> [Instructions for the task] In the records below, find the line containing "Ground gray couch" and retype it and every line after it exactly, adding nothing.

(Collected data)
====
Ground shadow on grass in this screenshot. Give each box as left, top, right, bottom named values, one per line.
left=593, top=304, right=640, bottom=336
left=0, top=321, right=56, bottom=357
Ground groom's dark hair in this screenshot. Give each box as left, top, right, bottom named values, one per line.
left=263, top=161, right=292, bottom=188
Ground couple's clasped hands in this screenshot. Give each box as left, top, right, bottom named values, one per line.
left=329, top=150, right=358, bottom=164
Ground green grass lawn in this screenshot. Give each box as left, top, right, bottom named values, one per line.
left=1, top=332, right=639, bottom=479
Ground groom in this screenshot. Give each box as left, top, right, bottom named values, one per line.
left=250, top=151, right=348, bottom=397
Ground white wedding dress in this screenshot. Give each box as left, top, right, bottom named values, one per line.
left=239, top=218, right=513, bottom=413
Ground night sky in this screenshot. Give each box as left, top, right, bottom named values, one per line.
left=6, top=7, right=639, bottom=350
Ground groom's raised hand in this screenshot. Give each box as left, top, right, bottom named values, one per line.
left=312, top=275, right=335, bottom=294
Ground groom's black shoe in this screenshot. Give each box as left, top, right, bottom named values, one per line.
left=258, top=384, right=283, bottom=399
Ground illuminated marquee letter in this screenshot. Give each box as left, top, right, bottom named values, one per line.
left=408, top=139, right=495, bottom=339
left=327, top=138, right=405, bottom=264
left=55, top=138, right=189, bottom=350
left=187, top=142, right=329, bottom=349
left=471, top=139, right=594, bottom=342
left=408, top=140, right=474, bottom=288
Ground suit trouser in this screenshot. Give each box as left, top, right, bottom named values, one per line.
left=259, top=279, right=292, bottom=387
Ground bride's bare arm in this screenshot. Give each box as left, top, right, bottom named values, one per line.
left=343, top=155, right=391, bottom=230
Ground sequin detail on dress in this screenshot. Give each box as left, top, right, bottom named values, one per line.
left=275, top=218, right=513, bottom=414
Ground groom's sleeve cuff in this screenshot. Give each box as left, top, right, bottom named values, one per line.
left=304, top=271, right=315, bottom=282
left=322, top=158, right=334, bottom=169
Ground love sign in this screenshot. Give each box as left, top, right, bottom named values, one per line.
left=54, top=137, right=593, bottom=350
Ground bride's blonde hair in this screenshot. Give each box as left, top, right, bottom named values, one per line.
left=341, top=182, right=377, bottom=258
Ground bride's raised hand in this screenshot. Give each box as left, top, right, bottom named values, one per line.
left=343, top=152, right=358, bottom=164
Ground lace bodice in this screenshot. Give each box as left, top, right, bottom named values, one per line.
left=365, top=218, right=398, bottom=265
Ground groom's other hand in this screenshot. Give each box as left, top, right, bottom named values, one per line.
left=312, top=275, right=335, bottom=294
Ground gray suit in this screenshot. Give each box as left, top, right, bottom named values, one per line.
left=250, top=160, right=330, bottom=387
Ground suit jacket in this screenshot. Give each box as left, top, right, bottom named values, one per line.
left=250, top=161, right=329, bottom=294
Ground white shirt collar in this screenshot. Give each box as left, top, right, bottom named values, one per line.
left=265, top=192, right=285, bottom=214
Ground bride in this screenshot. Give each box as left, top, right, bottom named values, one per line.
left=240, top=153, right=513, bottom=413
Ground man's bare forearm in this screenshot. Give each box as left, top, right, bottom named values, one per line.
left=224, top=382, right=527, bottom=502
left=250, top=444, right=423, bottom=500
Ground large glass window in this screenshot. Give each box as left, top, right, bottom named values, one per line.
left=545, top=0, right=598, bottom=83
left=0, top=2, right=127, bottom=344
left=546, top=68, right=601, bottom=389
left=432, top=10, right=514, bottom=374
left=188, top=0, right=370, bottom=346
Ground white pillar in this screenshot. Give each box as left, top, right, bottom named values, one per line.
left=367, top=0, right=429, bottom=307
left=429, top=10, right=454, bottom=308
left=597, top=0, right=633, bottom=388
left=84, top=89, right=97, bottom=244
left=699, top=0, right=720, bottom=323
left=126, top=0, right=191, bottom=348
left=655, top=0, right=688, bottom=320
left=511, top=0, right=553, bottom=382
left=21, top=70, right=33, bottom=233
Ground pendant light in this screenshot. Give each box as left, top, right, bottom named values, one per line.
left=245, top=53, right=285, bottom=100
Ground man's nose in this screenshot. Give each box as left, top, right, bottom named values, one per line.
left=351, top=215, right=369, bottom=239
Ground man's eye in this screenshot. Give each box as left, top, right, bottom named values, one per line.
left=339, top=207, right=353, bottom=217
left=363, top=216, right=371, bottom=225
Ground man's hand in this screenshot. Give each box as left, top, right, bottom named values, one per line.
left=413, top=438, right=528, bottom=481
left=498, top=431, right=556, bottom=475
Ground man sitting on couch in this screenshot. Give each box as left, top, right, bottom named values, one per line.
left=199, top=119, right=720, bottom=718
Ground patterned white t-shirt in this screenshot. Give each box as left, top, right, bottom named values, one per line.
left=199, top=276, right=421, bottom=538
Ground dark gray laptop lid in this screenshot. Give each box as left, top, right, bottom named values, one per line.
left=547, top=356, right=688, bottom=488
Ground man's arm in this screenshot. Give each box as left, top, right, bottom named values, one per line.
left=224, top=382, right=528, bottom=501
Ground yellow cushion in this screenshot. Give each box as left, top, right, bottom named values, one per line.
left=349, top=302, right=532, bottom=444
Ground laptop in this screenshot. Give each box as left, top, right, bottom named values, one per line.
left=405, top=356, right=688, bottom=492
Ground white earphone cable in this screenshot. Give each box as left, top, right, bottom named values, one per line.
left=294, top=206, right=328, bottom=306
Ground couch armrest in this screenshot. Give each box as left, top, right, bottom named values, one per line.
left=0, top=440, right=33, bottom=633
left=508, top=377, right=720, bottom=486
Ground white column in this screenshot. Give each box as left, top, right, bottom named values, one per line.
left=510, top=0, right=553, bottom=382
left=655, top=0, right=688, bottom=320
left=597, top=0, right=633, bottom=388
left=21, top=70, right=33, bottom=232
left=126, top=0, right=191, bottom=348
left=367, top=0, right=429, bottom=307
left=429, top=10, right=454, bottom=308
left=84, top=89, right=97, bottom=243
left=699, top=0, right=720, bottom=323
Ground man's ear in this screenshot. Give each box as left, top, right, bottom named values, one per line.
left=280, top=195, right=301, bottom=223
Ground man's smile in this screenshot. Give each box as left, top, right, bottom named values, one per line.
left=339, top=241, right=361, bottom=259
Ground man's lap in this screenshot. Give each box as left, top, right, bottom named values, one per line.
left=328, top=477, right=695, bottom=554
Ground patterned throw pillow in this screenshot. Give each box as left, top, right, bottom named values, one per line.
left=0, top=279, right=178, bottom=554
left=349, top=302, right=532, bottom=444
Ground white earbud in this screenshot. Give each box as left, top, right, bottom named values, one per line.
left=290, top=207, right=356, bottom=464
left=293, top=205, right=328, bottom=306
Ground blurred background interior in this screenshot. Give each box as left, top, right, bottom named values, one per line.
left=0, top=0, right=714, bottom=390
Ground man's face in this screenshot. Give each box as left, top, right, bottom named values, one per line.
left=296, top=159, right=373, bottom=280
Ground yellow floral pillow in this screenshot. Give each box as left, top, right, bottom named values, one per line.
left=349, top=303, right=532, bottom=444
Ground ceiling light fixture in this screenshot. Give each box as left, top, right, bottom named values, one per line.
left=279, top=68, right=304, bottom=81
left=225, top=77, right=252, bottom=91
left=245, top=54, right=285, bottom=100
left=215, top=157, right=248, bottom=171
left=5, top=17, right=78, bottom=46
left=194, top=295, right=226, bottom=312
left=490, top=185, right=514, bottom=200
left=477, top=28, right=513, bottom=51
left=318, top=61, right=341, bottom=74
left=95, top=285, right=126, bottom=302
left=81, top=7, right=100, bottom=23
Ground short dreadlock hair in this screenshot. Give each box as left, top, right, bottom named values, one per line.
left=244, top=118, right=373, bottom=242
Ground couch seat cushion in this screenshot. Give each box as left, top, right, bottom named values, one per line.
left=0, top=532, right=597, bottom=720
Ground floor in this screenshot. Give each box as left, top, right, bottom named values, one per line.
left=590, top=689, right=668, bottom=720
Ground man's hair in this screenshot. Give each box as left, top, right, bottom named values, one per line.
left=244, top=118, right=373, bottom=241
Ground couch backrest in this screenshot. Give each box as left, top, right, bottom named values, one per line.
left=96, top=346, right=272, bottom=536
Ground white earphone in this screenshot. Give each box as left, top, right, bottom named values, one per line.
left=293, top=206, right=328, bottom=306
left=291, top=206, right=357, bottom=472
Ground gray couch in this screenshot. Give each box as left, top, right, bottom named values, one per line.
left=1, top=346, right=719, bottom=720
====
> [Response area]
Ground gray couch in this screenshot. Give each box as left, top, right, bottom named values, one per line.
left=1, top=346, right=719, bottom=720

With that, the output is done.